◆ PROBLEM TO SOLVE
Reproduce every one of the following items word for word, with no changes.

┌─ DATA PROVIDED

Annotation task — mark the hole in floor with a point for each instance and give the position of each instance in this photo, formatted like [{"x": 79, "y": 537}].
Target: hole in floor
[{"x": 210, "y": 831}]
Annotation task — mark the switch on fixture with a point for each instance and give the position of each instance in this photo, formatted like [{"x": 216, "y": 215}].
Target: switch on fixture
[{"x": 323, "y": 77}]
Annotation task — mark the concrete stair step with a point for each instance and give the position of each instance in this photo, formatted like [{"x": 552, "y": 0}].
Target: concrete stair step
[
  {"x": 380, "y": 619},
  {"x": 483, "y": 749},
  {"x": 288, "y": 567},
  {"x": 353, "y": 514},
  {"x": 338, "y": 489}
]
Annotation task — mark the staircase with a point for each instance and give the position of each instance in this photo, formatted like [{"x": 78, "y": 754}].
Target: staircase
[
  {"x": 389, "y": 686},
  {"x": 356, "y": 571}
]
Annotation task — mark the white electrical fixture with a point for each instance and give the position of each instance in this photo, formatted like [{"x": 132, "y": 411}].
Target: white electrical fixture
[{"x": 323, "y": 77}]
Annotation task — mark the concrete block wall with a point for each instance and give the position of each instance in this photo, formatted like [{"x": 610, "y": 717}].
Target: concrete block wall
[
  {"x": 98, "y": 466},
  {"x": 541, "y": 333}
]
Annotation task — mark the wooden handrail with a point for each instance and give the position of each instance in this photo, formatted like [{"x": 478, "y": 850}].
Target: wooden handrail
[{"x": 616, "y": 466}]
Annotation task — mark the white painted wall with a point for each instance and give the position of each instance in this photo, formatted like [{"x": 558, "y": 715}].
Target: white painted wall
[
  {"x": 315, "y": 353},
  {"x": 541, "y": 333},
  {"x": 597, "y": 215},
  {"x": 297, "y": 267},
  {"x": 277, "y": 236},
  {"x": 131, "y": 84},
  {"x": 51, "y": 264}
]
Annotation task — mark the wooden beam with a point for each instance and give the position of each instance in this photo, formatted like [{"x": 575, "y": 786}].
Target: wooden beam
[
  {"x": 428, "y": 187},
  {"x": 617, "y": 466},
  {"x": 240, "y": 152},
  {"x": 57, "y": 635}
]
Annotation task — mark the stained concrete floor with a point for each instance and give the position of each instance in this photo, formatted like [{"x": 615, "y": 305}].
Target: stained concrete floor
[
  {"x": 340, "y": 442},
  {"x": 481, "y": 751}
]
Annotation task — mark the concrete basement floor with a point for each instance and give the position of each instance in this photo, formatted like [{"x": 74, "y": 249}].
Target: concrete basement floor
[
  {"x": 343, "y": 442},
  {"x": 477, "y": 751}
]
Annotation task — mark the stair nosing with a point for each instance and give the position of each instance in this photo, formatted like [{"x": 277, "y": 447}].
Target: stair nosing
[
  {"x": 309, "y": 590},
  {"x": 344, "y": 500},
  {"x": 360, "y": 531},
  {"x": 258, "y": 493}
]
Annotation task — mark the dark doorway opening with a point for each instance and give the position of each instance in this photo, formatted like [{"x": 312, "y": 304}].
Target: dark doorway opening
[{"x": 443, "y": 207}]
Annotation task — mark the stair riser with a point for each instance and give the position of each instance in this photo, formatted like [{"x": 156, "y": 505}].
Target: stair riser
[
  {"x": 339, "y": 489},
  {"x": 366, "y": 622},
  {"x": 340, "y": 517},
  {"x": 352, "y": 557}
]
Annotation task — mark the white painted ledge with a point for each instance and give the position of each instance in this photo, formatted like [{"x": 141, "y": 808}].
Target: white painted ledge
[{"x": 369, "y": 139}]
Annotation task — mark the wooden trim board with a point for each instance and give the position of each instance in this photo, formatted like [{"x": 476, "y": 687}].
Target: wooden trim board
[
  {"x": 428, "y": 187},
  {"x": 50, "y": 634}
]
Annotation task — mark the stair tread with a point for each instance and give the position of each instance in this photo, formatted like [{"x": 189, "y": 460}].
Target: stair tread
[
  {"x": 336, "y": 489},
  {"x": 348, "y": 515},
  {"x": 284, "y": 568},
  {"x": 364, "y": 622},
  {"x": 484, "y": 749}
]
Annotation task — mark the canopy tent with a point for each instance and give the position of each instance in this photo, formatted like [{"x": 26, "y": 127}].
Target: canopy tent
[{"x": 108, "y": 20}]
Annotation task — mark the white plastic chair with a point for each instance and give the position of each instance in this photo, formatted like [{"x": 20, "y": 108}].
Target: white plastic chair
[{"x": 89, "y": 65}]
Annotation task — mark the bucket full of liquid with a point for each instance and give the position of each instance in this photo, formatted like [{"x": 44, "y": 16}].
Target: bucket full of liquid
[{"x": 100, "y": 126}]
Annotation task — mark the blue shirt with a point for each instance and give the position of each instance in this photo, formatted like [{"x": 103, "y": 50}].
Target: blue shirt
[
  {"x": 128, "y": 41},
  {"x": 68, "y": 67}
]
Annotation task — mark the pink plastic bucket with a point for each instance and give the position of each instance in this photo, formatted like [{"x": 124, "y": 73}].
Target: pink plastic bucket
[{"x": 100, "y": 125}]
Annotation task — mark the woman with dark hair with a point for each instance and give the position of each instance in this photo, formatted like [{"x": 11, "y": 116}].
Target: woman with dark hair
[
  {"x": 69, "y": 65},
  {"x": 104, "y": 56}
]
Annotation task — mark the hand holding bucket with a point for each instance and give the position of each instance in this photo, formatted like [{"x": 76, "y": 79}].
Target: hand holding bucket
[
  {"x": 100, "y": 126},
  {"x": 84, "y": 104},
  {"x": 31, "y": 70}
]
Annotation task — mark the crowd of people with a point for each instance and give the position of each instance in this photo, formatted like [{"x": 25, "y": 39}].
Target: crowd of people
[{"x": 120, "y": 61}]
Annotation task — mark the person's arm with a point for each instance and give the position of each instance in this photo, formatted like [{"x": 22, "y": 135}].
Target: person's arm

└─

◆ CORRECT RESPONSE
Annotation task — mark the hole in floor with a point for each instance and give the position of each instance in this photo, formatted like [{"x": 79, "y": 537}].
Target: hole in floor
[{"x": 210, "y": 831}]
Annotation task — mark the switch on fixture with a point for each instance and give the position of each instance in this photo, formatted like [{"x": 216, "y": 215}].
Target: switch on fixture
[{"x": 323, "y": 77}]
Annotation task — mark the concrete stair step with a point for each instance and give the position of each instance in this photo, formatted like [{"x": 552, "y": 0}].
Target: concrete stair step
[
  {"x": 380, "y": 619},
  {"x": 483, "y": 749},
  {"x": 288, "y": 567},
  {"x": 353, "y": 514},
  {"x": 338, "y": 489}
]
Annotation task — mark the staircase with a point for each instance and give the position of each instance in this photo, formatted like [{"x": 78, "y": 754}].
Target: staircase
[
  {"x": 389, "y": 686},
  {"x": 356, "y": 571}
]
Annotation task — mark the white electrical fixture with a point for each instance and give the position of each instance in this photo, formatted like [{"x": 132, "y": 411}].
Target: white electrical fixture
[{"x": 323, "y": 77}]
Annotation task — mark the concrete block wall with a point for each instance and give the position of each instance in this photo, formatted like [{"x": 610, "y": 717}].
Target: concrete block wall
[
  {"x": 98, "y": 466},
  {"x": 541, "y": 333}
]
Annotation task — mark the wooden handrail with a point for each instance and give the position of each instance in this photo, formatted like [{"x": 478, "y": 850}].
Target: wooden handrail
[{"x": 616, "y": 466}]
Annotation task — mark the white painted wall with a point for each instance and give the position of each instance in this photo, formatted like [{"x": 558, "y": 715}].
Target: white painted wall
[
  {"x": 315, "y": 353},
  {"x": 541, "y": 333},
  {"x": 597, "y": 215},
  {"x": 297, "y": 267},
  {"x": 277, "y": 236},
  {"x": 131, "y": 84},
  {"x": 51, "y": 264}
]
Annotation task — mark the wooden beam with a point for each instance and give the position of each instance in this photo, formatted like [{"x": 575, "y": 786}].
Target: wooden beam
[
  {"x": 428, "y": 187},
  {"x": 617, "y": 466},
  {"x": 240, "y": 152},
  {"x": 57, "y": 635}
]
Annotation task — mark the stained concrete floor with a point for each instance and give the position of each instance in this photo, formatted like [{"x": 615, "y": 305}].
Target: stained concrete floor
[
  {"x": 340, "y": 442},
  {"x": 481, "y": 751}
]
Annotation task — mark the concrete basement floor with a point for each instance and give the position of each instance in this photo, formatted like [{"x": 74, "y": 249}].
Target: concrete basement floor
[
  {"x": 343, "y": 442},
  {"x": 477, "y": 751}
]
Annotation task — mark the stair nosing with a point for each instance and give the position of each instance in this photo, formatted like [{"x": 277, "y": 447}].
Target: stair nosing
[
  {"x": 309, "y": 590},
  {"x": 344, "y": 500},
  {"x": 360, "y": 531},
  {"x": 258, "y": 493}
]
Annotation task — mark the dark doorway opening with a point for each instance and give the position of each instance in this photo, formatted like [{"x": 312, "y": 304}].
Target: dark doorway opening
[{"x": 443, "y": 207}]
Annotation task — mark the stair riser with a point for each instance and give the position of each instance in this photo, formatted like [{"x": 156, "y": 505}].
Target: stair riser
[
  {"x": 339, "y": 489},
  {"x": 366, "y": 622},
  {"x": 340, "y": 517},
  {"x": 352, "y": 557}
]
Annotation task — mark the white painted ledge with a point for each instance and give the position of each instance in this photo, formatted like [{"x": 141, "y": 808}].
Target: white painted ledge
[{"x": 369, "y": 139}]
Annotation task — mark the wooden trim board with a point for each instance and give the position of each instance in this photo, formatted like [{"x": 476, "y": 687}].
Target: wooden trim board
[
  {"x": 428, "y": 187},
  {"x": 50, "y": 634}
]
Annotation task — mark the stair tread with a point for each instance and give the position of each instance in this photo, formatted like [{"x": 189, "y": 460}].
Target: stair tread
[
  {"x": 336, "y": 489},
  {"x": 348, "y": 515},
  {"x": 284, "y": 568},
  {"x": 364, "y": 622},
  {"x": 484, "y": 749}
]
Annotation task — mark the canopy tent with a point for each instance and give the position of each instance in this photo, formatted like [{"x": 26, "y": 127}].
Target: canopy tent
[{"x": 108, "y": 20}]
Annotation task — mark the white plastic chair with a point for each instance and give the position of each instance in this photo, formatted like [{"x": 20, "y": 108}].
Target: white plastic chair
[{"x": 89, "y": 65}]
Annotation task — mark the bucket full of liquid with a point for each instance and give the position of each instance in this photo, formatted like [{"x": 44, "y": 16}].
Target: bucket full of liquid
[{"x": 100, "y": 126}]
Annotation task — mark the blue shirt with a point for each instance and give the position of each instance in this photo, formatted like [{"x": 103, "y": 50}].
Target: blue shirt
[
  {"x": 128, "y": 41},
  {"x": 68, "y": 67}
]
Annotation task — mark the pink plastic bucket with a point for each instance and give the position of each instance in this photo, formatted like [{"x": 124, "y": 73}].
Target: pink plastic bucket
[{"x": 100, "y": 125}]
Annotation task — mark the woman with dark hair with a point for each instance and give the position of each instance in this photo, formatted like [{"x": 11, "y": 116}].
Target: woman with dark hair
[
  {"x": 69, "y": 65},
  {"x": 104, "y": 56}
]
Annotation task — mark the hand holding bucket with a point for each instance and give the position of each instance in this photo, formatted like [{"x": 76, "y": 79}].
Target: hand holding bucket
[
  {"x": 100, "y": 126},
  {"x": 84, "y": 104},
  {"x": 31, "y": 70}
]
Annotation task — mark the crowd of people with a point for each instance and give the position of each instance in this photo, formatted like [{"x": 25, "y": 39}].
Target: crowd of people
[{"x": 120, "y": 61}]
Annotation task — mark the person's arm with a point for each instance and give the position of each instance in this photo, formatted like [{"x": 22, "y": 135}].
Target: person's arm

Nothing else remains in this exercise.